◆ **VORLIEGENDER TEXT**:
• • •
Der Sechsundfünfzigjahreswagen
      
    
"Jahreswagenzustand" ist gemeinhin eines dieser leichtfertig in den Mund (oder die Tastatur) genommenen Wörter, wenn es darum geht, den Erhaltungsgrad eines Gebrauchtwagens zu beschreiben. Denn meistens übersteigt die Gesamtlaufleistung die in einem Jahr machbare Distanz um ein Vielfaches. Doch ab und zu tauchen sie auf dem freien Markt auf: jene kaum gefahrenen Zeitkapseln, deren einziger Unterschied zu einem echten Jahreswagen der ist, dass seit der Auslieferung eben nicht nur ein Jahr vergangen ist – sondern mitunter mehr als fünfzig.
• • •
◆ **AUFGABE A**: Zählen Sie alle Wörter im Text über den Sechsundfünfzigjahreswagen auf, die die Buchstabenfolge „wagen“ enthalten. Geben Sie jedes in der Form an, in der es dort steht.
◆ **AUFGABE B**: Setzen Sie den Text über den Sechsundfünfzigjahreswagen nach seinem letzten Satz fort.

◆ **EXTRAHIERTE EINTRÄGE**:
• • •
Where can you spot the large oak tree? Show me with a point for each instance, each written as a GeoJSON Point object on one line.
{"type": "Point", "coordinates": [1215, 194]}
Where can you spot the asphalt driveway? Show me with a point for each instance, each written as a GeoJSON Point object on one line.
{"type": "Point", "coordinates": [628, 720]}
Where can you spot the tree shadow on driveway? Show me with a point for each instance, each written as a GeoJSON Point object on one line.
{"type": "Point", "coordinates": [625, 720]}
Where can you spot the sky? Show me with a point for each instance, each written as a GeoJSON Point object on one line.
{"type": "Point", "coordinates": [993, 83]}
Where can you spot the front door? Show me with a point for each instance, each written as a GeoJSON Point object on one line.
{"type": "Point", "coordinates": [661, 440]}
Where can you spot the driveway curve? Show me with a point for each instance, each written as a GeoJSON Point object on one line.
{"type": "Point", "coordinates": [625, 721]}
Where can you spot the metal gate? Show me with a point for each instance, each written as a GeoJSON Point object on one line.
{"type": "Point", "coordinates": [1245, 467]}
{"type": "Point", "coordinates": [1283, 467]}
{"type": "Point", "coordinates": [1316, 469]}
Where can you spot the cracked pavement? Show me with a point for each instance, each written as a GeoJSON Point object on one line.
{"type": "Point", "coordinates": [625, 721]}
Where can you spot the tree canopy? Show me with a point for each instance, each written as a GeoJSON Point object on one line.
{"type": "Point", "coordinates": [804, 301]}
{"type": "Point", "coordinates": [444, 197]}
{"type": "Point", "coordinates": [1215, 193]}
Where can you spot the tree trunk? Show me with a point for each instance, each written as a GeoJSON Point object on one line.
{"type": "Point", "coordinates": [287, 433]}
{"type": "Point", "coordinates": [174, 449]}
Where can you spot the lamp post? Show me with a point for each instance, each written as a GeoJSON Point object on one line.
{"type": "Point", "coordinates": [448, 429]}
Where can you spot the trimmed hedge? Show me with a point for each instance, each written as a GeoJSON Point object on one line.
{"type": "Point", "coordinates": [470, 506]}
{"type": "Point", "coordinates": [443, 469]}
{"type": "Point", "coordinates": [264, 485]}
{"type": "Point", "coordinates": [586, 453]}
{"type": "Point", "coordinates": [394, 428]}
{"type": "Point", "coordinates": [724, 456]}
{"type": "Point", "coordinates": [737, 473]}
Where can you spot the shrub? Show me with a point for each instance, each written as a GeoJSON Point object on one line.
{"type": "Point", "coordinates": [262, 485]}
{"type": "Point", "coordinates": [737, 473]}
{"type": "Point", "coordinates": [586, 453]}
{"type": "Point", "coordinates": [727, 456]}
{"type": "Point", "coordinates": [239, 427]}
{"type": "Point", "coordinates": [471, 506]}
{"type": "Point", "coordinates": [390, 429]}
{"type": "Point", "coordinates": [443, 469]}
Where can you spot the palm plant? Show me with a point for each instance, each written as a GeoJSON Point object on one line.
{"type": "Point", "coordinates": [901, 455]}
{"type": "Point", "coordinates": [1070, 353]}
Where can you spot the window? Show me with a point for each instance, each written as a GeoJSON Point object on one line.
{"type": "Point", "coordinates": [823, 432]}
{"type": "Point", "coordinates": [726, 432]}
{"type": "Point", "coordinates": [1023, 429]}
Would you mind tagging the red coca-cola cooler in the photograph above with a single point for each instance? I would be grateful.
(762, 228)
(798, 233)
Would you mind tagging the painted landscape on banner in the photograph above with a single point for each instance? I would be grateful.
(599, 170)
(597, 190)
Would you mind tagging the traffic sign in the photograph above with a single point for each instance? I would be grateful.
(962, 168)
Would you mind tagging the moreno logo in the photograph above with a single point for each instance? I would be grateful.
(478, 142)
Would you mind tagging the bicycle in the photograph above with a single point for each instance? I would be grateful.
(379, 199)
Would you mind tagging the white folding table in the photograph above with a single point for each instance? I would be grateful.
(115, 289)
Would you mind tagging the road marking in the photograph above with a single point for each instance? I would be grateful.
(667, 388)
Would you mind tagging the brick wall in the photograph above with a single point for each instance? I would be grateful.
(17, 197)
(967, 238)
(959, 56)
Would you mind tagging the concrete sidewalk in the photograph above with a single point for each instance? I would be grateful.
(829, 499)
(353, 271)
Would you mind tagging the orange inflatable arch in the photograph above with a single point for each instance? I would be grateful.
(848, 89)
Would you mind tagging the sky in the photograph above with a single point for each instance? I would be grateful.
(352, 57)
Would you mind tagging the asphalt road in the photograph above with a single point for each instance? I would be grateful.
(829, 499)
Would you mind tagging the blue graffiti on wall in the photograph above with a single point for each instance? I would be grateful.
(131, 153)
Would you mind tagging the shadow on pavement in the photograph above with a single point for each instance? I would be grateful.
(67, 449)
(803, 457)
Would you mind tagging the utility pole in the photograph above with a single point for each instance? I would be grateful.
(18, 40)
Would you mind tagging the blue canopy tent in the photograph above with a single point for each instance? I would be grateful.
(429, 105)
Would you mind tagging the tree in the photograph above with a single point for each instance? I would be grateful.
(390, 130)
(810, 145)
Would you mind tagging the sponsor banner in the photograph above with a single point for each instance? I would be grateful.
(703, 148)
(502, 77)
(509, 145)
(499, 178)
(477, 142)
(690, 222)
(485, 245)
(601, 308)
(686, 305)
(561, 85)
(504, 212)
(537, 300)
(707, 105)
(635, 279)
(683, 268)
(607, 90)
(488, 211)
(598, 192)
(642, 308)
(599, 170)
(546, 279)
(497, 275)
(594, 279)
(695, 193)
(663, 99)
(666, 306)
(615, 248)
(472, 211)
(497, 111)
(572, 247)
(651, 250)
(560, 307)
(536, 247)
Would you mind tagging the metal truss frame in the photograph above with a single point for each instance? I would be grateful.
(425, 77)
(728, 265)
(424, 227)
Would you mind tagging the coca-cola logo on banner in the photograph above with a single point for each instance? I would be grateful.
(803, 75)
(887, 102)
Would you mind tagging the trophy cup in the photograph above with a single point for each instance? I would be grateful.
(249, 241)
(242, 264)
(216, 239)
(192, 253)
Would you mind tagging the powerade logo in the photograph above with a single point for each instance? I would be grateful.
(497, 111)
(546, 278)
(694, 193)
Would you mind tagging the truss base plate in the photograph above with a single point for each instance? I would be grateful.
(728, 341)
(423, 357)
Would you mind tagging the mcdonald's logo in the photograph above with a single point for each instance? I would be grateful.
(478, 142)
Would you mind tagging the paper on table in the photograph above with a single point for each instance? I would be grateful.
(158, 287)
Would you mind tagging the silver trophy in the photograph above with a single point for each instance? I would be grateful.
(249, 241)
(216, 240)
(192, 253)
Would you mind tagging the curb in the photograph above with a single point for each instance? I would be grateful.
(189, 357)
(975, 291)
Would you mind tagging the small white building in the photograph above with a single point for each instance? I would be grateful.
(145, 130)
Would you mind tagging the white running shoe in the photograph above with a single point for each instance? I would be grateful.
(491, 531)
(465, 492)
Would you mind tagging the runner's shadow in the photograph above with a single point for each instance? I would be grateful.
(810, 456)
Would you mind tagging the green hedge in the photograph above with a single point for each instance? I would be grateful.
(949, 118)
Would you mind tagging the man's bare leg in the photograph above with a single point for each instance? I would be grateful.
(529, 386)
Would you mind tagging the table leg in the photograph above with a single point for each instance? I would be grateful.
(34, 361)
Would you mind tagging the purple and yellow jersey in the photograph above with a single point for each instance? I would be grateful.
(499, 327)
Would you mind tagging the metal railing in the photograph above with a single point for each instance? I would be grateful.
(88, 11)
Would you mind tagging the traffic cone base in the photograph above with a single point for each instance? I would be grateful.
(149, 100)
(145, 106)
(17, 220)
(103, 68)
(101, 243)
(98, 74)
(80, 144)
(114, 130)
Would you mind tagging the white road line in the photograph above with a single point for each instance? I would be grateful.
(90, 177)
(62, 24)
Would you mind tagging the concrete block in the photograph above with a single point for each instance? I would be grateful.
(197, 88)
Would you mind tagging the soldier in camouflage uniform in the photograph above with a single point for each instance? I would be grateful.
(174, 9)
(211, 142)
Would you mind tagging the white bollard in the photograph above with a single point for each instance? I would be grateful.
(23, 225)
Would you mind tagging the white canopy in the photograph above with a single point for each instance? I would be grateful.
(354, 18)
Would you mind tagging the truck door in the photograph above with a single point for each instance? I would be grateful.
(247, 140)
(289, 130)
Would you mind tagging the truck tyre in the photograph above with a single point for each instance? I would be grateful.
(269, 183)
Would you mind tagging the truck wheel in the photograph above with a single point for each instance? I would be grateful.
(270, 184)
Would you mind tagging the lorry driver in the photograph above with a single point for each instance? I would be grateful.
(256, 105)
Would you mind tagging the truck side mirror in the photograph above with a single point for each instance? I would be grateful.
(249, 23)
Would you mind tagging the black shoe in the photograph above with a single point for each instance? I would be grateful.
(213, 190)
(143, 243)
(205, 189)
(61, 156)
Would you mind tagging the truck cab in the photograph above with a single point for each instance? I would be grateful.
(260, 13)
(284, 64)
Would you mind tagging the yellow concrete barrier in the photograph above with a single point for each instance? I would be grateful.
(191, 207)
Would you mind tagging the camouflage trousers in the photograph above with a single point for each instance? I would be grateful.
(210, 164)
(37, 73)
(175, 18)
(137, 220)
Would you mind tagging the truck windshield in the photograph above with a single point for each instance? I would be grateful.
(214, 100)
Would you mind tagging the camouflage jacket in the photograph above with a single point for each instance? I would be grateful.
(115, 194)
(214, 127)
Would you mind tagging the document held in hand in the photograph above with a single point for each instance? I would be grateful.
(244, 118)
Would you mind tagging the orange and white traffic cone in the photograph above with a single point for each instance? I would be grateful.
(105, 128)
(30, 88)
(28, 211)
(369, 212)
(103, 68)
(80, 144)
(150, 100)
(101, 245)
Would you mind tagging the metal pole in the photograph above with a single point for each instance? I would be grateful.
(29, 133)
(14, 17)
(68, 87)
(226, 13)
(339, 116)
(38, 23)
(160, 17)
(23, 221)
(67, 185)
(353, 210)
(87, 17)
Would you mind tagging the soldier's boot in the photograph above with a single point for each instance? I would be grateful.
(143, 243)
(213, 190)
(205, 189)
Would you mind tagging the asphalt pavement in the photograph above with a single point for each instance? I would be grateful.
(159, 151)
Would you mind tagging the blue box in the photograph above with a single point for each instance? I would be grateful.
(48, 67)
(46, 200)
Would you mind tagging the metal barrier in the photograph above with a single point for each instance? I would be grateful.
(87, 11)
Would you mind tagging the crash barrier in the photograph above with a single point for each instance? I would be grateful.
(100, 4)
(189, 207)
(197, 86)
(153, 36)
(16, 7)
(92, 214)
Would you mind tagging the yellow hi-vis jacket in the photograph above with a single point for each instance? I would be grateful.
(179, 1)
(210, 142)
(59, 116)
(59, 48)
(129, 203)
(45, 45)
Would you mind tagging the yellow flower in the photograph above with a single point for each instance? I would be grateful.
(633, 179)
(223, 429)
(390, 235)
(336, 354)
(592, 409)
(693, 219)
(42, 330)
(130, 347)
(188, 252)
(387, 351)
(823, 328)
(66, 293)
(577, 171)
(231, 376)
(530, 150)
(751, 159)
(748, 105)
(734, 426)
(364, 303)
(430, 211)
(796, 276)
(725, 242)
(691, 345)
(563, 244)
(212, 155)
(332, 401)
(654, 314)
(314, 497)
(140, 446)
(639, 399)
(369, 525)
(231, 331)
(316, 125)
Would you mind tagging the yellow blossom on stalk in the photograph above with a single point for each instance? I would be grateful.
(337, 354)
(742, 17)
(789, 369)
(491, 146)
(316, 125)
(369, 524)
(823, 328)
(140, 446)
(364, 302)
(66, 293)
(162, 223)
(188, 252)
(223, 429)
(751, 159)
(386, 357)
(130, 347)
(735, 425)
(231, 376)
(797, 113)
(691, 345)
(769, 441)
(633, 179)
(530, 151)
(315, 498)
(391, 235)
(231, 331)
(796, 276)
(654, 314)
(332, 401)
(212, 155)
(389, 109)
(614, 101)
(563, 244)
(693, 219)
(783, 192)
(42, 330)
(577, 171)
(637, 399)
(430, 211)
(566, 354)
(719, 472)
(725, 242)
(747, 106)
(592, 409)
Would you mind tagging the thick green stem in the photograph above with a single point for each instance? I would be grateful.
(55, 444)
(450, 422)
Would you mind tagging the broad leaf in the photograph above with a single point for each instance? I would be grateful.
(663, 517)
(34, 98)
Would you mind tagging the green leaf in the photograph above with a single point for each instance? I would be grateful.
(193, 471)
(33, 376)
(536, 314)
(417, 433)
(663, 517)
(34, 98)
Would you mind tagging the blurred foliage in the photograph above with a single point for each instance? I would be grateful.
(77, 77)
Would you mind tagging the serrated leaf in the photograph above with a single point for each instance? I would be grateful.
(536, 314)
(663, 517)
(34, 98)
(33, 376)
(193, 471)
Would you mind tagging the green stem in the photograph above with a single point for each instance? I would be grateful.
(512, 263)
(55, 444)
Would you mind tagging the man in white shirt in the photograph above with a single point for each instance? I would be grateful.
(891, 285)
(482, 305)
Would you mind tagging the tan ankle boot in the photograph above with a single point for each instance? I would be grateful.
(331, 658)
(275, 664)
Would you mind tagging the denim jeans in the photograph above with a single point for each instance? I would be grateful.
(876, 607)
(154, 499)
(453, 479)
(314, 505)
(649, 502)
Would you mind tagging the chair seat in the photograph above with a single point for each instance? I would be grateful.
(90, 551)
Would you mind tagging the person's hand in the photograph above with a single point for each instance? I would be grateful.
• • •
◆ **SCHRIFTLICHE ANTWORT A**: Sechsundfünfzigjahreswagen, Jahreswagenzustand, Gebrauchtwagens, Jahreswagen

◆ **SCHRIFTLICHE ANTWORT B**:
Wie bei diesem 1968er Ford Mustang, der vor ziemlich genau 56 Jahren im Ford-Werk San José vom Band gelaufen ist – und bis heute trotzdem noch nicht einmal genug Kilometer für seine erste grosse Inspektion gesammelt hat. Die empfahl Ford nach 15'000 Meilen (24'140 km). Das Zählwerk im Tachometer steht jedoch erst bei 12'016 Meilen (19'337 km) – woraus sich eine Jahresfahrleistung von gerade einmal 214,6 Meilen (345 km) errechnen lässt.
      
    
Anstatt uns zu fragen, warum die Neuwagenkäuferin ihren Mustang in den 34 Jahren ihres Erstbesitzes so wenig gefahren ist, staunen wir doch lieber über den Zustand dieses gar nicht mal so mobilen Automobils. Der ist nämlich beeindruckend und erschreckend zugleich.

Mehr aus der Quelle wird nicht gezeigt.